▶

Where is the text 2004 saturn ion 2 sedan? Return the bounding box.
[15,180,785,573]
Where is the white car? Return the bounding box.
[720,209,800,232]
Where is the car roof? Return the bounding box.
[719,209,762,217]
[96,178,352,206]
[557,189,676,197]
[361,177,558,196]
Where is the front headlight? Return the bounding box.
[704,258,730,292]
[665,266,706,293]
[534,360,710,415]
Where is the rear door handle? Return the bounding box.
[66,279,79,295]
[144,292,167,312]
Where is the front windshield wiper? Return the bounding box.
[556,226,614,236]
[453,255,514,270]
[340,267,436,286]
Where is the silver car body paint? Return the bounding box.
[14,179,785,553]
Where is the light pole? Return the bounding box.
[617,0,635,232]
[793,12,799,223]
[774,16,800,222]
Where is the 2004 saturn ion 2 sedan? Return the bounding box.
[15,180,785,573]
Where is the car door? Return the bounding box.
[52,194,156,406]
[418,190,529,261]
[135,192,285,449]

◀

» **WHAT TO PRODUCE**:
Could you set down each entry above word for word?

» **ANSWER BELOW**:
Where is the text 2004 saturn ion 2 sedan? Return the bounding box.
[15,180,785,573]
Where is the white car? Return the bounding box.
[720,209,800,232]
Where is the car roof? Return the bounding box.
[719,209,762,217]
[96,178,352,206]
[557,189,676,197]
[361,177,558,196]
Where is the front headlight? Return the bounding box.
[704,258,730,292]
[665,266,706,293]
[534,360,710,415]
Where is the rear door handle? Return the bounding box.
[66,279,79,295]
[144,292,167,312]
Where is the front windshield wiper? Return the bounding box.
[556,226,614,236]
[453,255,514,270]
[340,267,436,286]
Where is the silver car body paint? Return the bounding box.
[14,179,785,553]
Where is the light pole? Return the bounding box.
[617,0,635,232]
[793,12,799,223]
[774,16,800,222]
Where is the 2004 saturn ion 2 sedan? Return the bounding box.
[15,180,785,573]
Where is the car door? Return the bounding box.
[52,194,156,406]
[418,190,529,261]
[135,192,285,449]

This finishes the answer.